#### [What you need to do]
All of the data below should be written out exactly.

─── Dataset records ───

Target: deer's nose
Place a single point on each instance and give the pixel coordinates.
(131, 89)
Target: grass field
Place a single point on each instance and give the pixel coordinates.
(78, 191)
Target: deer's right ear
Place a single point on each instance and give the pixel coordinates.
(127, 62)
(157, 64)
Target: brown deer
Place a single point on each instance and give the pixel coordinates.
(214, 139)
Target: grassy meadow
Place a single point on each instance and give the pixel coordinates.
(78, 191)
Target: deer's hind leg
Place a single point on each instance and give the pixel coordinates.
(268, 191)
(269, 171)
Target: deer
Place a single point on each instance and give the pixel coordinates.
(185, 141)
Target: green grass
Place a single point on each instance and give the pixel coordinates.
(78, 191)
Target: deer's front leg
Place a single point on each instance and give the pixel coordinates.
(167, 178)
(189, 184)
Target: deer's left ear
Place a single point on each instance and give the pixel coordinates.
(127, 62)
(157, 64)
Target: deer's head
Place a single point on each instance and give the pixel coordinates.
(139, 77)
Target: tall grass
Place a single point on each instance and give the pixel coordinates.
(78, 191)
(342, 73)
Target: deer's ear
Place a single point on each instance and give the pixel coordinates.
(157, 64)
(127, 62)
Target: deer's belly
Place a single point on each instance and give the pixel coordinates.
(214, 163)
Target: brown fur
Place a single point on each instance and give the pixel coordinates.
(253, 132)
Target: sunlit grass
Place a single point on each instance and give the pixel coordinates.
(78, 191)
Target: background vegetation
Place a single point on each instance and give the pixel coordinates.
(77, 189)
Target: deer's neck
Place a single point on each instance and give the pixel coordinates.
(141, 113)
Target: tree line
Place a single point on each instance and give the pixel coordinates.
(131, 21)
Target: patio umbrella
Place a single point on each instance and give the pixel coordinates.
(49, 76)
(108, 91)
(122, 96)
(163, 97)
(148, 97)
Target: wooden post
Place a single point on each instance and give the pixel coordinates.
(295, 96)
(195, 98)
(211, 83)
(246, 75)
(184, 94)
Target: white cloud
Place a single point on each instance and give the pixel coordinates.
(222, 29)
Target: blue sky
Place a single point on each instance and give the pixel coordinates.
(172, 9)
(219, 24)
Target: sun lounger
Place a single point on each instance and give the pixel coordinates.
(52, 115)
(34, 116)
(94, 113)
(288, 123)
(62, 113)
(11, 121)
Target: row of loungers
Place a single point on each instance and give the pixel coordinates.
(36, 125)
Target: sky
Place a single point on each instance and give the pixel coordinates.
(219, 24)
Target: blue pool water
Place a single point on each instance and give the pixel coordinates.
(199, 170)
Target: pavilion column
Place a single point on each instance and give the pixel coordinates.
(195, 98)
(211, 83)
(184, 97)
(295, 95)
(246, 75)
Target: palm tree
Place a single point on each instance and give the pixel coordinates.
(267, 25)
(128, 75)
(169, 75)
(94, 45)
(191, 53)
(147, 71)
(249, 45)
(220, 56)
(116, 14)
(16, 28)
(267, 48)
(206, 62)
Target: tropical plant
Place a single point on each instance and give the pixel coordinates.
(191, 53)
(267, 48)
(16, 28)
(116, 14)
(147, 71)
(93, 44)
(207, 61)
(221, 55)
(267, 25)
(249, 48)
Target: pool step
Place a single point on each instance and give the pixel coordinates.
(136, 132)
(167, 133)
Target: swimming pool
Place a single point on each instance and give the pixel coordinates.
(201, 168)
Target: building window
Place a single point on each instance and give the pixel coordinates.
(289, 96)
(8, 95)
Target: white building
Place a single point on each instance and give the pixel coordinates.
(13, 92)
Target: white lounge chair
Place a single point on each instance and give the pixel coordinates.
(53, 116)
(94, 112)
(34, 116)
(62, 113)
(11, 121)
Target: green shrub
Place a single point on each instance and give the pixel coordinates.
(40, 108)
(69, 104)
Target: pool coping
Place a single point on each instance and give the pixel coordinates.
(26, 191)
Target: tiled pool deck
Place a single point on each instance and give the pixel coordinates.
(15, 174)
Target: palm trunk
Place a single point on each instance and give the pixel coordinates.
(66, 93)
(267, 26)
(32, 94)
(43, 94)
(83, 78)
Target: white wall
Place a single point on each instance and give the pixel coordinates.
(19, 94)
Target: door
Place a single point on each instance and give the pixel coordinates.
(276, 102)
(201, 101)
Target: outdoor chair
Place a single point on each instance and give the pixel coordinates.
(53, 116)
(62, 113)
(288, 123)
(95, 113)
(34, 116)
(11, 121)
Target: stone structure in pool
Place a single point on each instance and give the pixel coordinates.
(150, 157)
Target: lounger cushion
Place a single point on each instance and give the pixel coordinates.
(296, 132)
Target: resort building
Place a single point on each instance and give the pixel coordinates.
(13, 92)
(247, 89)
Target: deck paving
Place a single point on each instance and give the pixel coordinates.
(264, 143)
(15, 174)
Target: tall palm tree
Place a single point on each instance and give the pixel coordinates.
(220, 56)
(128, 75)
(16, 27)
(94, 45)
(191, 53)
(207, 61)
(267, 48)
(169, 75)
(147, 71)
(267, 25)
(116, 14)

───

#### [Solution to this task]
Target: deer's nose
Place a single point on each instance and give the pixel coordinates.
(131, 89)
Target: grass field
Place a single point on each instance and give the pixel coordinates.
(78, 191)
Target: deer's right ear
Place a single point on each instance and give the pixel coordinates.
(127, 62)
(157, 64)
Target: brown deer
Place a single point on each instance and give the pixel coordinates.
(214, 139)
Target: grassy meadow
Place a single point on each instance and give the pixel coordinates.
(78, 191)
Target: deer's hind leg
Place a single point on each instance and give the pixel coordinates.
(268, 191)
(269, 171)
Target: deer
Place a single point on each instance and give the pixel coordinates.
(185, 141)
Target: green grass
Place a single point on each instance and give the pixel coordinates.
(78, 191)
Target: deer's front leg
Place a single point on each instance and give the pixel coordinates.
(167, 178)
(189, 184)
Target: deer's left ear
Place a single point on each instance and give the pixel coordinates.
(127, 62)
(157, 64)
Target: deer's head
Place a single point on each instance and give the pixel coordinates.
(139, 77)
Target: tall grass
Place a single point on each instance and give the pixel coordinates.
(78, 191)
(342, 73)
Target: deer's ear
Place a single point on each instance and give the pixel coordinates.
(157, 64)
(127, 62)
Target: deer's belly
Place a single point on each instance and give the pixel coordinates.
(214, 163)
Target: brown fur
Place a single point on each instance and give the pixel coordinates.
(253, 132)
Target: sunlit grass
Place a single point on each instance and give the pixel coordinates.
(78, 191)
Target: background vegetation
Place a single point on each instance and give the pixel coordinates.
(77, 189)
Target: deer's neck
Place a single point on each instance and give the pixel coordinates.
(141, 113)
Target: tree line
Place a single point on each instance and give the pixel coordinates.
(131, 21)
Target: patio umbrella
Place a single point on each instance and give the pixel coordinates.
(49, 76)
(108, 91)
(122, 96)
(163, 97)
(148, 97)
Target: wooden post
Place a single point on each instance and give the pixel coordinates.
(295, 96)
(195, 98)
(211, 83)
(246, 75)
(184, 94)
Target: white cloud
Place a single point on each instance and give the pixel coordinates.
(222, 29)
Target: blue sky
Place a single point on each instance and give the pixel coordinates.
(172, 9)
(219, 24)
Target: sun lounger
Place a single point on each instance and give the pixel coordinates.
(52, 115)
(34, 116)
(94, 113)
(288, 123)
(62, 113)
(11, 121)
Target: row of loungers
Place a single point on each instance and give the pixel coordinates.
(36, 125)
Target: sky
Place a single point on each instance and give the pixel coordinates.
(219, 24)
Target: blue pool water
Place a single point on each instance and give the pixel coordinates.
(199, 170)
Target: pavilion column
Place a single point on each instance and give the pixel coordinates.
(195, 98)
(211, 83)
(184, 97)
(295, 95)
(246, 75)
Target: palm tree
Place a single point on each instance and give the pixel coordinates.
(267, 25)
(128, 75)
(169, 75)
(94, 45)
(191, 53)
(147, 71)
(249, 45)
(220, 56)
(116, 14)
(16, 28)
(267, 48)
(206, 62)
Target: tropical plant
Place a single point on each instance and give the pixel coordinates.
(191, 53)
(267, 48)
(16, 28)
(116, 14)
(147, 71)
(93, 44)
(207, 61)
(221, 55)
(267, 25)
(249, 48)
Target: pool step
Place a single point on each instance and give the pixel coordinates.
(136, 132)
(167, 133)
Target: swimming pool
Place a single point on each instance and give the pixel coordinates.
(201, 168)
Target: building window
Place a single point on each instance and give the pixel coordinates.
(289, 96)
(8, 95)
Target: white building
Place a single point on each instance and give the pixel coordinates.
(13, 92)
Target: white lounge chair
Place a single point on each instance and give the pixel coordinates.
(53, 116)
(94, 112)
(34, 116)
(62, 113)
(11, 121)
Target: green shrub
Place a single point on each instance and give the pixel coordinates.
(40, 108)
(69, 104)
Target: pool coping
Place a single point on each instance and give the pixel coordinates.
(26, 191)
Target: tiled pool deck
Place a single point on each instance and give the pixel coordinates.
(15, 174)
Target: palm trunk
Place a single point on each instance and give the pixel coordinates.
(66, 93)
(267, 26)
(32, 94)
(43, 94)
(83, 78)
Target: white wall
Place a single point on each instance and give the pixel coordinates.
(19, 94)
Target: door
Place a single point on each instance and give the pixel coordinates.
(276, 102)
(201, 101)
Target: outdoor chair
Place a single point on each instance and give the pixel coordinates.
(53, 116)
(62, 113)
(288, 123)
(95, 113)
(34, 116)
(11, 121)
Target: stone structure in pool
Place a single point on each instance and give the pixel coordinates.
(150, 157)
Target: lounger cushion
Place a single point on each instance and give the pixel coordinates.
(296, 132)
Target: resort building
Place a single point on each instance and give the pixel coordinates.
(13, 92)
(247, 89)
Target: deck paving
Place a single point on each instance and give the pixel coordinates.
(264, 143)
(15, 174)
Target: tall palm tree
Place a single point on each instance and give the pixel coordinates.
(220, 56)
(128, 75)
(16, 27)
(94, 45)
(191, 53)
(207, 61)
(267, 48)
(169, 75)
(147, 71)
(267, 25)
(116, 14)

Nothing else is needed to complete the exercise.